» YOUR OBJECTIVE: Present the lines below as a Markdown table with the columns Row and Line, numbering each row and leaving out blank lines. Include only the lines from the one containing "of the murky" up to and including the one containing "<point>244,627</point>".

.....

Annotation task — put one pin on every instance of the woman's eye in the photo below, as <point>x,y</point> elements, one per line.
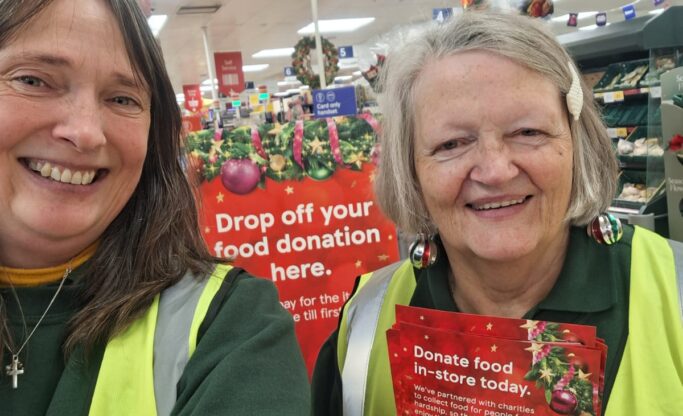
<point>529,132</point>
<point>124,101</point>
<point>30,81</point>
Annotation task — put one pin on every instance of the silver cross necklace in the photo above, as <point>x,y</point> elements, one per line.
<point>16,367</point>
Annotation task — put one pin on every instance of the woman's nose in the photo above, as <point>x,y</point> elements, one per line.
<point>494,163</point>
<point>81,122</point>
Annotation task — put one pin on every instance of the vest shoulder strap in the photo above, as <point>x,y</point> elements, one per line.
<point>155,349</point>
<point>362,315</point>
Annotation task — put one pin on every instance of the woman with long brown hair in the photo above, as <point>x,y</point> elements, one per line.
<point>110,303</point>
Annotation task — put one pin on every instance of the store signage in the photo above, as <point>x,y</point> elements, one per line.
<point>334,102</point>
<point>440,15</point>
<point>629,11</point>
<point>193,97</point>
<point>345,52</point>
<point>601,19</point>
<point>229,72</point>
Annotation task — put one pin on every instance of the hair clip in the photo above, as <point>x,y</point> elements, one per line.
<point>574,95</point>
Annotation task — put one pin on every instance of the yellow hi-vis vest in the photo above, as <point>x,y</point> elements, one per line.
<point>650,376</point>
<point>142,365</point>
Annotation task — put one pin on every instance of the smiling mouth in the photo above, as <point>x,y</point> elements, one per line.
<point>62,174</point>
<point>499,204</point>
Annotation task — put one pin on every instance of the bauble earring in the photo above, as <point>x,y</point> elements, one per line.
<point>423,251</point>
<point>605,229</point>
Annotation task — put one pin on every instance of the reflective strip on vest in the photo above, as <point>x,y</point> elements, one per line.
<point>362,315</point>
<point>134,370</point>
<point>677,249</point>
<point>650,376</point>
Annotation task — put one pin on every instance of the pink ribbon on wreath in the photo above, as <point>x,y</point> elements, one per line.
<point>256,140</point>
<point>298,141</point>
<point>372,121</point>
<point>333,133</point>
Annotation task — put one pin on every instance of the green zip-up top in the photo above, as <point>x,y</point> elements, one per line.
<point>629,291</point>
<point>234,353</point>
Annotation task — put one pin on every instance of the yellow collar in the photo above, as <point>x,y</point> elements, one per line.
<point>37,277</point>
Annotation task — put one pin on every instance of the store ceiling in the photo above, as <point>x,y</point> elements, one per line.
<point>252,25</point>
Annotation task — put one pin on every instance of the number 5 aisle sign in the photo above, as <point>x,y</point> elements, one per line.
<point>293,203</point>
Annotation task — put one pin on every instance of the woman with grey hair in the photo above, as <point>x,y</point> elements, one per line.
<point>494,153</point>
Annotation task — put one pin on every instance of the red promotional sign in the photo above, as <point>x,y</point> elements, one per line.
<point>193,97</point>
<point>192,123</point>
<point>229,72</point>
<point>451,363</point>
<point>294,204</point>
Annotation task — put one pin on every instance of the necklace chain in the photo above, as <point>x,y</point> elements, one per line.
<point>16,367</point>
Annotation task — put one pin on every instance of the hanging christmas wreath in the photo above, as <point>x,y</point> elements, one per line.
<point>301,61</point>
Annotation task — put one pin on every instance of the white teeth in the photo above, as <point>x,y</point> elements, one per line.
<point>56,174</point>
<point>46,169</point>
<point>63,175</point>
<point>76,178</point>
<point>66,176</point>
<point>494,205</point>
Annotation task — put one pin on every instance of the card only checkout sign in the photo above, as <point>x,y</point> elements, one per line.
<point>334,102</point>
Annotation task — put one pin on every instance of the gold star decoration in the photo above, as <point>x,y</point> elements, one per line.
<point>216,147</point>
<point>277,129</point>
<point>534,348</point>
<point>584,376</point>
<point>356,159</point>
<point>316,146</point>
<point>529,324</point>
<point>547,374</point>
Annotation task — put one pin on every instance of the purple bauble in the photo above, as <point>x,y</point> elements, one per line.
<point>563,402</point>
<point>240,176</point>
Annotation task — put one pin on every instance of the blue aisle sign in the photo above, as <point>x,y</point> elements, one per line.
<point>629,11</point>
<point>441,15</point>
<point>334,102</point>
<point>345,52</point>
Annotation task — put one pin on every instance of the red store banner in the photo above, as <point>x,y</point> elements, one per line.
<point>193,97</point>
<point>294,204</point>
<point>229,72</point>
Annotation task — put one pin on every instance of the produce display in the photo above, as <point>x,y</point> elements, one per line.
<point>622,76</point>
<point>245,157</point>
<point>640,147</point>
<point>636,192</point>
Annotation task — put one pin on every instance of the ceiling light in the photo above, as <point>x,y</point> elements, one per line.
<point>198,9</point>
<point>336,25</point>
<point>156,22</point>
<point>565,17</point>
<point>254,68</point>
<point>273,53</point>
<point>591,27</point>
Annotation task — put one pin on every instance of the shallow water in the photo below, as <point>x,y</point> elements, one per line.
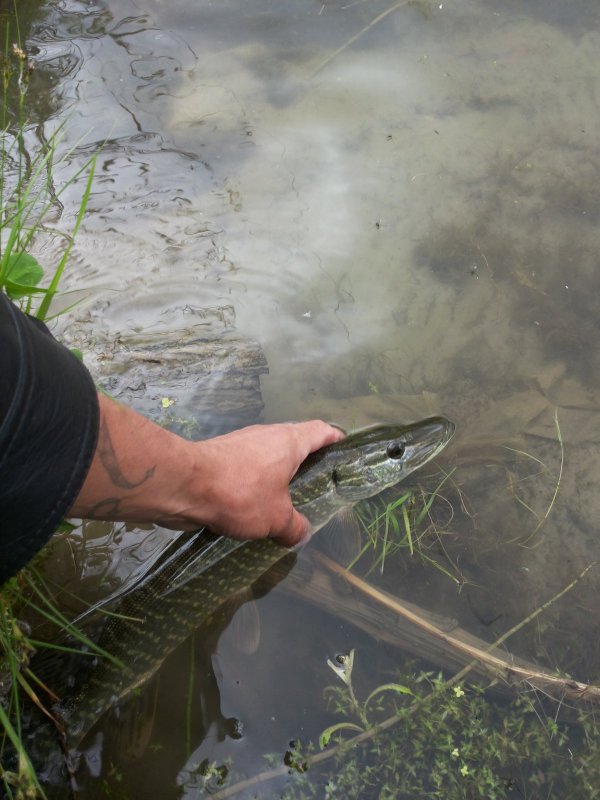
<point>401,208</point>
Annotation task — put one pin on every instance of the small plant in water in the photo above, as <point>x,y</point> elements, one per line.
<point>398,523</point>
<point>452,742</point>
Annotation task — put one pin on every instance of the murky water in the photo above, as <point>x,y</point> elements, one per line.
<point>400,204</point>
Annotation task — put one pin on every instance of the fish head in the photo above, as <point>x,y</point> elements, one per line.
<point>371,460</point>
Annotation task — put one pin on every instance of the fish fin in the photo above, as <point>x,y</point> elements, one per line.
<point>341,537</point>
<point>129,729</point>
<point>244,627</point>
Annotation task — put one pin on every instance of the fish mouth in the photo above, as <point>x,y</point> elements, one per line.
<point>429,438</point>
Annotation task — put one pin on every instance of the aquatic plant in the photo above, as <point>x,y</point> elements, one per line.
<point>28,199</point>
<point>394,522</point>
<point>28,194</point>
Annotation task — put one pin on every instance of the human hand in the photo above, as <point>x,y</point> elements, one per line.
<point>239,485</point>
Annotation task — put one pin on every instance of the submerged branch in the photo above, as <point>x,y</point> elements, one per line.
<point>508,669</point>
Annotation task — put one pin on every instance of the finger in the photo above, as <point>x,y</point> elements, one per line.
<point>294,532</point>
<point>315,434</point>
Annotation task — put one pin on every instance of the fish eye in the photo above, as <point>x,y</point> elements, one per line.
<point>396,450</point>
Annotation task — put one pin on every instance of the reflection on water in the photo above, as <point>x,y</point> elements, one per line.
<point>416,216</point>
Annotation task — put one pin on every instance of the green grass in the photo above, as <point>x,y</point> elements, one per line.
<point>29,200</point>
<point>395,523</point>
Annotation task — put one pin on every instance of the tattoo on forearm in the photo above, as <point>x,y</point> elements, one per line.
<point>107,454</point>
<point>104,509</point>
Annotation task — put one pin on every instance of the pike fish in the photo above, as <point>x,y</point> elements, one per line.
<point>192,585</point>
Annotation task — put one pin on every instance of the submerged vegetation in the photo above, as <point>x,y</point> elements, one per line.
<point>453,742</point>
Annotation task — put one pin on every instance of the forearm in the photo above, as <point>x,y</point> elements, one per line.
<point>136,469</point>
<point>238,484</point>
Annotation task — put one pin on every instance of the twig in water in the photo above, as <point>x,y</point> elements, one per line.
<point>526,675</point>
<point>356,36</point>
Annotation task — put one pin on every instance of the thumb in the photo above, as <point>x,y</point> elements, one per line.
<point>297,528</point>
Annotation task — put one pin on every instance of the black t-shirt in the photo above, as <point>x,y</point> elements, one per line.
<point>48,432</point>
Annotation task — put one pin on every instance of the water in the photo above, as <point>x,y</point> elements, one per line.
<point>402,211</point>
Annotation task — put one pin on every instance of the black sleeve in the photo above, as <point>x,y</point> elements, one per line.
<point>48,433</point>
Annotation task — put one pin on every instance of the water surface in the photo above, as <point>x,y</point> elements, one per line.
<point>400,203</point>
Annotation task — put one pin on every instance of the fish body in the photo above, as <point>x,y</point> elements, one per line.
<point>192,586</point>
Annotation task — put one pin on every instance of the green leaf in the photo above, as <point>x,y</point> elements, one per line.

.....

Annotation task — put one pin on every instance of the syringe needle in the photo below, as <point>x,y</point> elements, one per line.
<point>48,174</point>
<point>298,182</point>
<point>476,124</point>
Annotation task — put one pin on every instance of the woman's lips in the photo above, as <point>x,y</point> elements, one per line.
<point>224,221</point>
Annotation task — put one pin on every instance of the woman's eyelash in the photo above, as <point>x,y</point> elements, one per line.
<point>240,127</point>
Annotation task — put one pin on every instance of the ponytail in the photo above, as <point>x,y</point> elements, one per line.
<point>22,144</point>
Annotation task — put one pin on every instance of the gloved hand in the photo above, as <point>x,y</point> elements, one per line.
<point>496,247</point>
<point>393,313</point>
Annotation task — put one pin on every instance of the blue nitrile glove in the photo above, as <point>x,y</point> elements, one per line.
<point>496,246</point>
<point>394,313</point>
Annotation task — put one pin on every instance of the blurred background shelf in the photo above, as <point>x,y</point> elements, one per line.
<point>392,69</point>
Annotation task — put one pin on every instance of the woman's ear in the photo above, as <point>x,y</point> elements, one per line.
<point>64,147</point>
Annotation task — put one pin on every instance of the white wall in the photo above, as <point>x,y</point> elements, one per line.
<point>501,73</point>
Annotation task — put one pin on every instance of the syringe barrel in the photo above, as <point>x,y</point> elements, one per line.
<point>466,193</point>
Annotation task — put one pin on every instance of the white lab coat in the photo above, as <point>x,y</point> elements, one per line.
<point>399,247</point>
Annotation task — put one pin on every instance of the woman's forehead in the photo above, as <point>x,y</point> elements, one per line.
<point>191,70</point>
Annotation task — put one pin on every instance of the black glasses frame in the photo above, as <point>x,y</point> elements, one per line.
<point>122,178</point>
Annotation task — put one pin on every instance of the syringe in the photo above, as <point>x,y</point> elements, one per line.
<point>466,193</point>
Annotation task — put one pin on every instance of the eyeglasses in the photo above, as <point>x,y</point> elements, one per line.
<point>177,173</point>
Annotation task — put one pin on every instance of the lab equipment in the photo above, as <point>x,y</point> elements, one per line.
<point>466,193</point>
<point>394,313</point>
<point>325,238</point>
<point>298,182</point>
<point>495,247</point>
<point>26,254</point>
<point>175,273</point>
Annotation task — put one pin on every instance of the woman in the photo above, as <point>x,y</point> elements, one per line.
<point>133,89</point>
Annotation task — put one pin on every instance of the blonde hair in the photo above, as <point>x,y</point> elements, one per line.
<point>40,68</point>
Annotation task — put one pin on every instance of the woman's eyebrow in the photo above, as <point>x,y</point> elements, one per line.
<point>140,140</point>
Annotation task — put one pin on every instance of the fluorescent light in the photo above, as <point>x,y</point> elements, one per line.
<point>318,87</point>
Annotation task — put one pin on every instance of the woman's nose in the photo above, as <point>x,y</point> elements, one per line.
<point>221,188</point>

.....

» FINAL ANSWER:
| Row | Line |
|---|---|
| 1 | Annotation task — put one pin on every instance of the murky water in the photo above, as <point>x,y</point> elements, one per line. |
| 2 | <point>400,204</point> |
| 3 | Annotation task — put one pin on every instance of the fish head in the photo above, as <point>x,y</point> elements, one per line. |
| 4 | <point>371,460</point> |
| 5 | Annotation task — put one pin on every instance of the fish fin in the photo above, as <point>x,y</point> elements, one per line. |
| 6 | <point>341,537</point> |
| 7 | <point>129,729</point> |
| 8 | <point>244,627</point> |